◆ PROVIDED DATA ◆
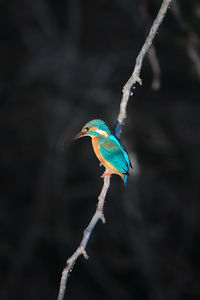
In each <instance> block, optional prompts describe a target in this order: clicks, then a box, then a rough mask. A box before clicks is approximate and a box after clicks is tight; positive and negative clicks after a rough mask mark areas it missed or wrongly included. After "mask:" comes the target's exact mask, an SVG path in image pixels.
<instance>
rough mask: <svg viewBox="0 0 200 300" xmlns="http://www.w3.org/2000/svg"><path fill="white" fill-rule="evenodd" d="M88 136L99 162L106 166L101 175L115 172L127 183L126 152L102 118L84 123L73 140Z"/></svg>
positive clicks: (108, 175)
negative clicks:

◆ WHAT THE TASK REQUIRES ◆
Can you convert the material above into a Markdown table with the columns Row and Line, giving each non-blank line its own numbered row and leaving out the pictures?

◆ ANSWER SPACE ◆
| Row | Line |
|---|---|
| 1 | In each <instance> block, optional prompts describe a target in this order: clicks, then a box, then a rough mask. A box before clicks is approximate and a box after clicks is tight; positive and negative clicks after a rough mask mark areas it missed or wrongly included. After "mask:" comes the target's exact mask, an SVG path in image pixels. |
| 2 | <instance> |
| 3 | rough mask: <svg viewBox="0 0 200 300" xmlns="http://www.w3.org/2000/svg"><path fill="white" fill-rule="evenodd" d="M88 136L99 162L106 166L101 175L115 172L127 183L126 152L102 118L84 123L73 140Z"/></svg> |
| 4 | positive clicks: (108, 175) |
| 5 | negative clicks: |